* start MATERIAL FOR THE TASK *

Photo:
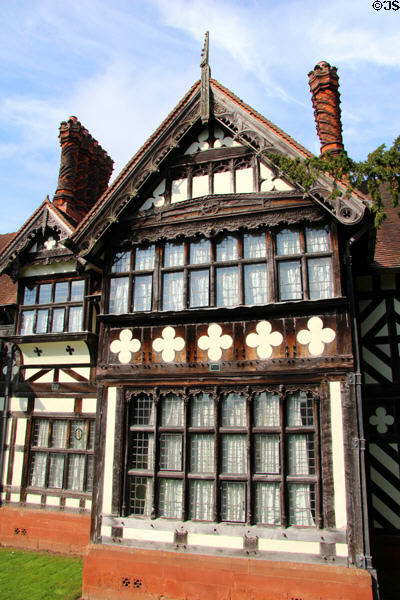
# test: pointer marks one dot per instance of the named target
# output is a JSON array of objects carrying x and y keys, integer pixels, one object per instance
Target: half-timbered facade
[{"x": 185, "y": 381}]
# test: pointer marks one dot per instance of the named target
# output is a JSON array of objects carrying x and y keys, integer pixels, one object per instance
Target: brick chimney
[
  {"x": 324, "y": 85},
  {"x": 85, "y": 170}
]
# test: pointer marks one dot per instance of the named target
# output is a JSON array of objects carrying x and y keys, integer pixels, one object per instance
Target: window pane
[
  {"x": 38, "y": 469},
  {"x": 268, "y": 509},
  {"x": 40, "y": 437},
  {"x": 119, "y": 295},
  {"x": 254, "y": 245},
  {"x": 77, "y": 290},
  {"x": 200, "y": 252},
  {"x": 227, "y": 248},
  {"x": 143, "y": 411},
  {"x": 144, "y": 259},
  {"x": 140, "y": 496},
  {"x": 227, "y": 286},
  {"x": 290, "y": 281},
  {"x": 301, "y": 454},
  {"x": 29, "y": 295},
  {"x": 171, "y": 452},
  {"x": 142, "y": 292},
  {"x": 199, "y": 285},
  {"x": 172, "y": 411},
  {"x": 41, "y": 321},
  {"x": 173, "y": 291},
  {"x": 317, "y": 240},
  {"x": 122, "y": 262},
  {"x": 266, "y": 410},
  {"x": 202, "y": 411},
  {"x": 300, "y": 410},
  {"x": 267, "y": 454},
  {"x": 59, "y": 434},
  {"x": 141, "y": 451},
  {"x": 233, "y": 502},
  {"x": 27, "y": 322},
  {"x": 76, "y": 472},
  {"x": 233, "y": 410},
  {"x": 320, "y": 278},
  {"x": 45, "y": 293},
  {"x": 75, "y": 318},
  {"x": 301, "y": 504},
  {"x": 234, "y": 458},
  {"x": 61, "y": 292},
  {"x": 58, "y": 320},
  {"x": 288, "y": 242},
  {"x": 201, "y": 500},
  {"x": 170, "y": 498},
  {"x": 173, "y": 255},
  {"x": 56, "y": 470},
  {"x": 202, "y": 453},
  {"x": 255, "y": 284}
]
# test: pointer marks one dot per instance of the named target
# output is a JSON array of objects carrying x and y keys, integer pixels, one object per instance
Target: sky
[{"x": 120, "y": 66}]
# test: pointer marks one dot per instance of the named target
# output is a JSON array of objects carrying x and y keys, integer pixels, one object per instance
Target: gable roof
[
  {"x": 47, "y": 215},
  {"x": 246, "y": 125}
]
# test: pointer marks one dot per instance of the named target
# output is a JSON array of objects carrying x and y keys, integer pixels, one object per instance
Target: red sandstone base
[
  {"x": 118, "y": 573},
  {"x": 27, "y": 529}
]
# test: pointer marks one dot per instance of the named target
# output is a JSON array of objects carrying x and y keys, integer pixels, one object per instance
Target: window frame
[
  {"x": 66, "y": 452},
  {"x": 51, "y": 307},
  {"x": 270, "y": 261},
  {"x": 154, "y": 474}
]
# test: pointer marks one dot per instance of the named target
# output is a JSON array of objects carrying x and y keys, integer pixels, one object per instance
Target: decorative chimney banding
[
  {"x": 85, "y": 170},
  {"x": 324, "y": 85}
]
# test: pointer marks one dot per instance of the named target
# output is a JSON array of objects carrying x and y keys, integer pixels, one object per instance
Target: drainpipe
[
  {"x": 5, "y": 411},
  {"x": 364, "y": 560}
]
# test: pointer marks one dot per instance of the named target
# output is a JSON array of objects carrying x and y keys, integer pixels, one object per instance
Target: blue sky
[{"x": 120, "y": 66}]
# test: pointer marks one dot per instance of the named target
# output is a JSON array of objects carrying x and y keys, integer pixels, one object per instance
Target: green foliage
[
  {"x": 382, "y": 167},
  {"x": 39, "y": 576}
]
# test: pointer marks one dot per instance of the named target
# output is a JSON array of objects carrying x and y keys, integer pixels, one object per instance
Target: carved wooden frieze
[{"x": 254, "y": 346}]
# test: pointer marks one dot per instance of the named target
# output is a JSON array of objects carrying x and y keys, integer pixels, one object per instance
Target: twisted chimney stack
[{"x": 324, "y": 85}]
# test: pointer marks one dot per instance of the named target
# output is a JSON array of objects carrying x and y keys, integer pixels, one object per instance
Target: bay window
[{"x": 231, "y": 456}]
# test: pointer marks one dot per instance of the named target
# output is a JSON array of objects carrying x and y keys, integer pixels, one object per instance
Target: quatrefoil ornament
[
  {"x": 168, "y": 344},
  {"x": 214, "y": 342},
  {"x": 316, "y": 336},
  {"x": 125, "y": 346},
  {"x": 264, "y": 339}
]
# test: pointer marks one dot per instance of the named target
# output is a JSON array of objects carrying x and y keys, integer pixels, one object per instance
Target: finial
[
  {"x": 204, "y": 52},
  {"x": 205, "y": 83}
]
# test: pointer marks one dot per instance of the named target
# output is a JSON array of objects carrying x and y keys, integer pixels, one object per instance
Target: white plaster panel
[
  {"x": 244, "y": 181},
  {"x": 57, "y": 267},
  {"x": 89, "y": 405},
  {"x": 288, "y": 546},
  {"x": 199, "y": 186},
  {"x": 150, "y": 535},
  {"x": 54, "y": 353},
  {"x": 33, "y": 499},
  {"x": 21, "y": 432},
  {"x": 17, "y": 468},
  {"x": 339, "y": 484},
  {"x": 342, "y": 550},
  {"x": 18, "y": 404},
  {"x": 222, "y": 183},
  {"x": 72, "y": 502},
  {"x": 215, "y": 541},
  {"x": 109, "y": 450},
  {"x": 179, "y": 190},
  {"x": 62, "y": 405},
  {"x": 53, "y": 501}
]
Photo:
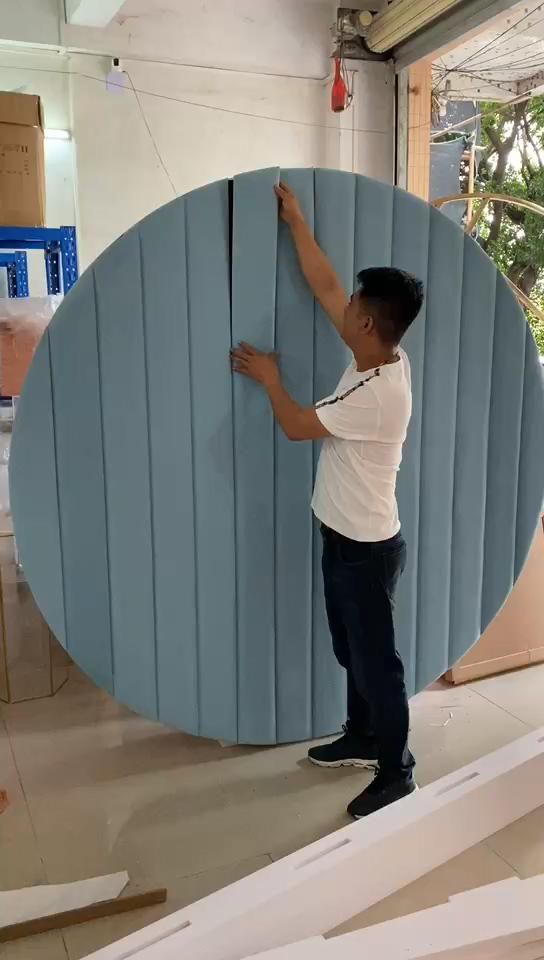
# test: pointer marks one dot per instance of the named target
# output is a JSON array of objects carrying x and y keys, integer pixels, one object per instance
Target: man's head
[{"x": 382, "y": 308}]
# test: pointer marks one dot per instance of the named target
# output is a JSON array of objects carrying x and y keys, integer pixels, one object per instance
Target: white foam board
[
  {"x": 323, "y": 885},
  {"x": 45, "y": 899}
]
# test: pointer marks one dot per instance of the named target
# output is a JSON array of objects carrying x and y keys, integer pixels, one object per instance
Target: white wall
[
  {"x": 243, "y": 122},
  {"x": 205, "y": 122}
]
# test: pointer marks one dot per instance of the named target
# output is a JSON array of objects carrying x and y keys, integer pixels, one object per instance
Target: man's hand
[
  {"x": 258, "y": 366},
  {"x": 318, "y": 271},
  {"x": 289, "y": 206}
]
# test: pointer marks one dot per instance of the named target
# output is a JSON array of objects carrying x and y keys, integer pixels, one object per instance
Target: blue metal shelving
[
  {"x": 60, "y": 253},
  {"x": 17, "y": 272}
]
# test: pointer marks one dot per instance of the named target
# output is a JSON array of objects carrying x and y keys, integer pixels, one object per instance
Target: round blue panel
[{"x": 163, "y": 521}]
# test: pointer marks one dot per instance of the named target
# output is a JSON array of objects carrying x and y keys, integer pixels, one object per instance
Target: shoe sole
[
  {"x": 355, "y": 817},
  {"x": 336, "y": 764}
]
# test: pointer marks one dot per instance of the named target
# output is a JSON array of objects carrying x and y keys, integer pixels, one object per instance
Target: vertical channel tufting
[
  {"x": 34, "y": 493},
  {"x": 503, "y": 452},
  {"x": 114, "y": 487},
  {"x": 410, "y": 251},
  {"x": 373, "y": 225},
  {"x": 76, "y": 404},
  {"x": 171, "y": 455},
  {"x": 334, "y": 231},
  {"x": 211, "y": 385},
  {"x": 445, "y": 282},
  {"x": 531, "y": 464},
  {"x": 470, "y": 456},
  {"x": 294, "y": 478},
  {"x": 124, "y": 405},
  {"x": 254, "y": 247}
]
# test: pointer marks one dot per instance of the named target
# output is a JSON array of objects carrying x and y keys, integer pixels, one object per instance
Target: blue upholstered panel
[
  {"x": 293, "y": 480},
  {"x": 164, "y": 521},
  {"x": 34, "y": 496},
  {"x": 76, "y": 401}
]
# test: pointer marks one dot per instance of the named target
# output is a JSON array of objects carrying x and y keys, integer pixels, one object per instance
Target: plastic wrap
[{"x": 22, "y": 323}]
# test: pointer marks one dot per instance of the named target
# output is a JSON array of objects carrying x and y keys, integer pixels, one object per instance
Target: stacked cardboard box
[{"x": 22, "y": 168}]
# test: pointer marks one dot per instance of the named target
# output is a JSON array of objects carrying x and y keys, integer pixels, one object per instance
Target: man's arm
[
  {"x": 296, "y": 421},
  {"x": 317, "y": 269}
]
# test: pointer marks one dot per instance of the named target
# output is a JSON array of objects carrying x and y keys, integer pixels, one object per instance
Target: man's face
[{"x": 356, "y": 323}]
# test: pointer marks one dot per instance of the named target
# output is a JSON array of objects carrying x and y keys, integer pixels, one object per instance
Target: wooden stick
[
  {"x": 471, "y": 176},
  {"x": 93, "y": 911}
]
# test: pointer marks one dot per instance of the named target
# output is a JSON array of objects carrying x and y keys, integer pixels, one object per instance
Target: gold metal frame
[{"x": 486, "y": 199}]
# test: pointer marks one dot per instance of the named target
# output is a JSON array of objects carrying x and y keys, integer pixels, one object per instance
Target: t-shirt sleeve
[{"x": 352, "y": 416}]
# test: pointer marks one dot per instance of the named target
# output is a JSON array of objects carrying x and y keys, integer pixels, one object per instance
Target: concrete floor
[{"x": 95, "y": 789}]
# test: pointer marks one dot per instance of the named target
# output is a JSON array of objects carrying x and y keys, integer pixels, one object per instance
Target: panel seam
[
  {"x": 230, "y": 214},
  {"x": 150, "y": 474},
  {"x": 57, "y": 486},
  {"x": 103, "y": 452},
  {"x": 193, "y": 482},
  {"x": 418, "y": 458},
  {"x": 456, "y": 425}
]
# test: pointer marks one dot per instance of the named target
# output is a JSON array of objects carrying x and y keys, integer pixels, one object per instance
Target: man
[{"x": 363, "y": 426}]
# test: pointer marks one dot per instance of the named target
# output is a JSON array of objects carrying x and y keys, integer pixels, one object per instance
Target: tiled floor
[{"x": 95, "y": 789}]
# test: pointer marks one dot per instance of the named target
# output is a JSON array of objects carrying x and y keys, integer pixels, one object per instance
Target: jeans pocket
[{"x": 352, "y": 553}]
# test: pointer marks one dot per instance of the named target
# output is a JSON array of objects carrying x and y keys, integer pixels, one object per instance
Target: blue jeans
[{"x": 360, "y": 581}]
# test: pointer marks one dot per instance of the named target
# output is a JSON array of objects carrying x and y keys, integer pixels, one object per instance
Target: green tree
[{"x": 512, "y": 162}]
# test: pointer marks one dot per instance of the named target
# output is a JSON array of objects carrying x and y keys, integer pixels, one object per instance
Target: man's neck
[{"x": 368, "y": 359}]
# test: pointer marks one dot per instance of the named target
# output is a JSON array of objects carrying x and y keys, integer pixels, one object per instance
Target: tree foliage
[{"x": 512, "y": 162}]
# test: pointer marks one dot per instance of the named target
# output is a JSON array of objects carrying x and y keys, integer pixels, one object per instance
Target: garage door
[{"x": 414, "y": 29}]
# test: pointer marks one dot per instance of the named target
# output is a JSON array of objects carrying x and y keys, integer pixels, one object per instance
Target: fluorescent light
[{"x": 57, "y": 134}]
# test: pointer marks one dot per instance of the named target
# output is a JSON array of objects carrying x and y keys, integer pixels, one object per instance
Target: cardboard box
[{"x": 22, "y": 166}]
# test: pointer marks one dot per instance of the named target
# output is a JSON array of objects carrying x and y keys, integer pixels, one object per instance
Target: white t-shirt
[{"x": 368, "y": 417}]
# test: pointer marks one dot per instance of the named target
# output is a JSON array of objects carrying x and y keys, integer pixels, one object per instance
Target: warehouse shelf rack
[
  {"x": 17, "y": 272},
  {"x": 60, "y": 254}
]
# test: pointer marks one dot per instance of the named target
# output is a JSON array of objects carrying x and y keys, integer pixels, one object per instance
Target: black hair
[{"x": 395, "y": 298}]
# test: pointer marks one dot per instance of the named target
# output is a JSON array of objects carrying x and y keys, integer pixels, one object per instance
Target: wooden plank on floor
[
  {"x": 94, "y": 911},
  {"x": 298, "y": 898}
]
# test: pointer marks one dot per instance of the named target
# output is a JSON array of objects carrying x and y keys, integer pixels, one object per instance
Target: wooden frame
[
  {"x": 298, "y": 897},
  {"x": 419, "y": 129}
]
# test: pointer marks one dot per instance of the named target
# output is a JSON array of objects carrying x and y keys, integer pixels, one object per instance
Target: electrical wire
[
  {"x": 491, "y": 43},
  {"x": 520, "y": 33},
  {"x": 477, "y": 116},
  {"x": 150, "y": 132},
  {"x": 202, "y": 106}
]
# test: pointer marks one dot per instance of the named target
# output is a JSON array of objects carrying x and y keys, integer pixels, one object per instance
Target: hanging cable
[
  {"x": 150, "y": 132},
  {"x": 491, "y": 43}
]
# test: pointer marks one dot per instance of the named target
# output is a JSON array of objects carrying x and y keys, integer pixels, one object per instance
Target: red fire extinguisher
[{"x": 340, "y": 96}]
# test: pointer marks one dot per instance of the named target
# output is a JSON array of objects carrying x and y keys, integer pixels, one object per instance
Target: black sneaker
[
  {"x": 348, "y": 751},
  {"x": 381, "y": 792}
]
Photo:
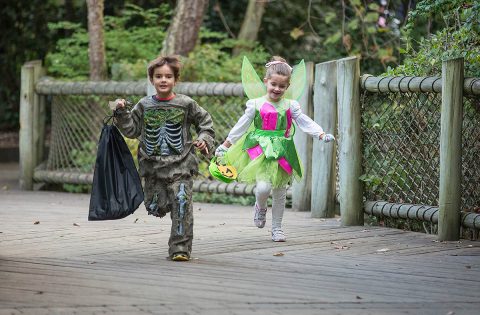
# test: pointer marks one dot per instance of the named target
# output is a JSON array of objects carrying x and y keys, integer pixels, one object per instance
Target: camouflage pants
[{"x": 174, "y": 196}]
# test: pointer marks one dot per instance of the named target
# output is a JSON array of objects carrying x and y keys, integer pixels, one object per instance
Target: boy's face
[
  {"x": 276, "y": 85},
  {"x": 163, "y": 80}
]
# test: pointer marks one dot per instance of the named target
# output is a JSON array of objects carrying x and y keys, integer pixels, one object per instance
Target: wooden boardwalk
[{"x": 53, "y": 261}]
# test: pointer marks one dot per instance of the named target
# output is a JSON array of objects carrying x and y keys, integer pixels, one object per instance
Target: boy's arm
[
  {"x": 203, "y": 126},
  {"x": 129, "y": 122}
]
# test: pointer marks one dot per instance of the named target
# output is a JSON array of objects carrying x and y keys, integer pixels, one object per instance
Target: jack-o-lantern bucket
[{"x": 222, "y": 172}]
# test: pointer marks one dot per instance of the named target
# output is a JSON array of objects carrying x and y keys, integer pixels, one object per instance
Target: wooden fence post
[
  {"x": 39, "y": 115},
  {"x": 324, "y": 155},
  {"x": 302, "y": 190},
  {"x": 451, "y": 150},
  {"x": 27, "y": 152},
  {"x": 349, "y": 131}
]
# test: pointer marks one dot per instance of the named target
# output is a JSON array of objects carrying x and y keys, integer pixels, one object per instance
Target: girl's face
[
  {"x": 163, "y": 80},
  {"x": 276, "y": 85}
]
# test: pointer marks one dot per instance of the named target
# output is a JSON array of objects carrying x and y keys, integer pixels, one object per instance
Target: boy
[{"x": 166, "y": 153}]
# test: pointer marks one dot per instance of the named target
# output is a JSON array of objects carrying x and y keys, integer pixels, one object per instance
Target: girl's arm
[
  {"x": 242, "y": 124},
  {"x": 129, "y": 122},
  {"x": 306, "y": 123}
]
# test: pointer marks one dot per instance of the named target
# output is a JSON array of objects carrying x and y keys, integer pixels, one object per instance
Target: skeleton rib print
[{"x": 163, "y": 132}]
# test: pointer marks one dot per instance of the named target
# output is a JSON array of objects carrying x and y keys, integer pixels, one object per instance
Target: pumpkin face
[
  {"x": 224, "y": 173},
  {"x": 227, "y": 171}
]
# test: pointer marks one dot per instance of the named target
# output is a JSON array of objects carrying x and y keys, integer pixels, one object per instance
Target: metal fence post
[
  {"x": 324, "y": 155},
  {"x": 451, "y": 150},
  {"x": 349, "y": 131}
]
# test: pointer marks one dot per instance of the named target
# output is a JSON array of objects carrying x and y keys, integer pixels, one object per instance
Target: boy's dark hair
[
  {"x": 280, "y": 68},
  {"x": 173, "y": 61}
]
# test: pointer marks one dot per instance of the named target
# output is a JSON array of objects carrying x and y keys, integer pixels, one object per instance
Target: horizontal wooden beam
[
  {"x": 49, "y": 86},
  {"x": 414, "y": 84}
]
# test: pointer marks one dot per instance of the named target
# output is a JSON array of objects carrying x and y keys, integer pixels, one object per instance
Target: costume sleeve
[
  {"x": 203, "y": 126},
  {"x": 243, "y": 123},
  {"x": 304, "y": 122},
  {"x": 130, "y": 123}
]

* end MATERIAL FOR THE TASK *

THE TASK: Pull out every line in the entries above that contains the word "white", and copy each of those lines in full.

TASK OUTPUT:
Target: white plaster panel
Target: white foam board
Target: white wall
Target: white t-shirt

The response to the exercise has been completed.